-- begin Given information --
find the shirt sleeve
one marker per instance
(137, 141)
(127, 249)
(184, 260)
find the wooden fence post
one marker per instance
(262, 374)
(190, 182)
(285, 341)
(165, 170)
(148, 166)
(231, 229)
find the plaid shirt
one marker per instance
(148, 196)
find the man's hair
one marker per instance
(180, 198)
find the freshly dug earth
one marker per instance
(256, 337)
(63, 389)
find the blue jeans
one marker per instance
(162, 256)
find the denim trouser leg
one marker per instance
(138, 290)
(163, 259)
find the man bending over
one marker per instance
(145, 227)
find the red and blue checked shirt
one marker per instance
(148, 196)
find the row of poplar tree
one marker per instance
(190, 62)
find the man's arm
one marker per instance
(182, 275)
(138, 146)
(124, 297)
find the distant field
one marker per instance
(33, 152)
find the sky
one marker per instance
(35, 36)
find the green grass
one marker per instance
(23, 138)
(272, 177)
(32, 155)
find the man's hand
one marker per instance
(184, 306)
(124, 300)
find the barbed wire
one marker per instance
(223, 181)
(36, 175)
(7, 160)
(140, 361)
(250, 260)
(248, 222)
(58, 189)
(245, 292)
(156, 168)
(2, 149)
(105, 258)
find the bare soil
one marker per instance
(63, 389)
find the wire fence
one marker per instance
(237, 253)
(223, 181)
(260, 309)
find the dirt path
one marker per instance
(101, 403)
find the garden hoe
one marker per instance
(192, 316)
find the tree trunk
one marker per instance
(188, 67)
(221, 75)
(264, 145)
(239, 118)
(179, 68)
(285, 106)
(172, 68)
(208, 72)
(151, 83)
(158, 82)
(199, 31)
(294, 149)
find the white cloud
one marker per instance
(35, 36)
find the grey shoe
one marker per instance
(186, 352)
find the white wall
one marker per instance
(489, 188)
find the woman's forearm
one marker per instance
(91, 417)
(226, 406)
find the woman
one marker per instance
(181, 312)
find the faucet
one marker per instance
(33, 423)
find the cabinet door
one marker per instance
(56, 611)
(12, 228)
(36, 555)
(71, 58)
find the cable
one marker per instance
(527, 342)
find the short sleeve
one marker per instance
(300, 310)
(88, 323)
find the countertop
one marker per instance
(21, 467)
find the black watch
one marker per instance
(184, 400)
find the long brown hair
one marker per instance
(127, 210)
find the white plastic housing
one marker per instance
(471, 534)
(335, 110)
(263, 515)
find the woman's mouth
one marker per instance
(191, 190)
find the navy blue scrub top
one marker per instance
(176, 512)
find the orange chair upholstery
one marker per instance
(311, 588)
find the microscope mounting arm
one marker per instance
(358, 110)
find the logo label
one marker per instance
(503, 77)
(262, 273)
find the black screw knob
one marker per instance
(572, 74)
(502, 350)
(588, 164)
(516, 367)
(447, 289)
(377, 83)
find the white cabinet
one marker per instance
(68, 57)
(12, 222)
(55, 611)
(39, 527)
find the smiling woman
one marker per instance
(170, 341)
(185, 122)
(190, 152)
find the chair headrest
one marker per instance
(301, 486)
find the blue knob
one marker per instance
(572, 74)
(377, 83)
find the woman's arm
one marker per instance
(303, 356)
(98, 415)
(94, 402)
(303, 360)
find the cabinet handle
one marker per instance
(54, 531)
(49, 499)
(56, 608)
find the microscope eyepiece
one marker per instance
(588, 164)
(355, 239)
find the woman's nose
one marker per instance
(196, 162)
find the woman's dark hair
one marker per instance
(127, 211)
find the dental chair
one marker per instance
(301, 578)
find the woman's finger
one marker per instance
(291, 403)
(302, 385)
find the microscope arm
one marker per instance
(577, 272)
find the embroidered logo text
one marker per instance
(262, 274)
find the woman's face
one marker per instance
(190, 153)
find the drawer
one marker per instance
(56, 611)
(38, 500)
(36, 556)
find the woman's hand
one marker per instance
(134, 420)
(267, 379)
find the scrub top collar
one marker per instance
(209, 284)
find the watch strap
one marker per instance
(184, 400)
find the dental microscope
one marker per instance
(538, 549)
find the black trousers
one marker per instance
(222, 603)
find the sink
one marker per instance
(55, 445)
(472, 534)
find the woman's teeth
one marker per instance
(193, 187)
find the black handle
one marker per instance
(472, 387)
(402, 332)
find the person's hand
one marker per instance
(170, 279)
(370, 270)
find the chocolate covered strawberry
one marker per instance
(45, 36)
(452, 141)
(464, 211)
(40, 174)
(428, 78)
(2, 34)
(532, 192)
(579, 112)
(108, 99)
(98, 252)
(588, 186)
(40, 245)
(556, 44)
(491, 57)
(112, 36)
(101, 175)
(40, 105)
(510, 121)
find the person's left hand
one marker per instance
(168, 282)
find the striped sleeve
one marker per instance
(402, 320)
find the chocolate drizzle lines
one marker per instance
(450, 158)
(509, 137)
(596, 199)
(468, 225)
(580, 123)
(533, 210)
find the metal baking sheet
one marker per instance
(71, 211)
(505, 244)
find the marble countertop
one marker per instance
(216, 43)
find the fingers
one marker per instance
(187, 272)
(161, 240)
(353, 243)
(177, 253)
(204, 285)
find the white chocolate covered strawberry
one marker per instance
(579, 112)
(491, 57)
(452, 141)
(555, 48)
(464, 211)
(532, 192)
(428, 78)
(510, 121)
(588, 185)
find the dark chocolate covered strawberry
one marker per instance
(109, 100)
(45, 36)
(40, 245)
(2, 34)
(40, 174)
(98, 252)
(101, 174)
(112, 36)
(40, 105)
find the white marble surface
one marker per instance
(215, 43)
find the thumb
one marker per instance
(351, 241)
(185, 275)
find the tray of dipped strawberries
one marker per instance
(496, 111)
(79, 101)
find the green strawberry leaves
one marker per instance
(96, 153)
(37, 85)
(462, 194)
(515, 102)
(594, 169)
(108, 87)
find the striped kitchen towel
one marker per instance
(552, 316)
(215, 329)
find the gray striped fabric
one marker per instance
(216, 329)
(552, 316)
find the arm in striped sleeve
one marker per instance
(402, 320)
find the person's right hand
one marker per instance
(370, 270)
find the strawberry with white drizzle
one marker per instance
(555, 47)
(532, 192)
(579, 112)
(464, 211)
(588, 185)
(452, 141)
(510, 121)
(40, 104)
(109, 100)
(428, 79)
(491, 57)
-- end Given information --
[Exercise brief]: Repeat only what runs from the line holding "find the green strawberry leaves" to the end of the data, keeping every line exactly as written, first and last included.

[Answer for the task]:
find the green strawberry leaves
one marker per instance
(96, 153)
(37, 85)
(462, 194)
(515, 102)
(594, 169)
(108, 87)
find the striped kitchen towel
one marker per instance
(552, 316)
(215, 329)
find the gray striped fabric
one marker per instance
(216, 329)
(552, 316)
find the arm in striped sleeve
one marker per instance
(402, 320)
find the person's right hand
one marker per instance
(370, 270)
find the strawberry with white drizzle
one marker per instance
(555, 47)
(532, 192)
(579, 112)
(464, 211)
(588, 185)
(452, 141)
(510, 121)
(40, 104)
(109, 100)
(428, 79)
(491, 57)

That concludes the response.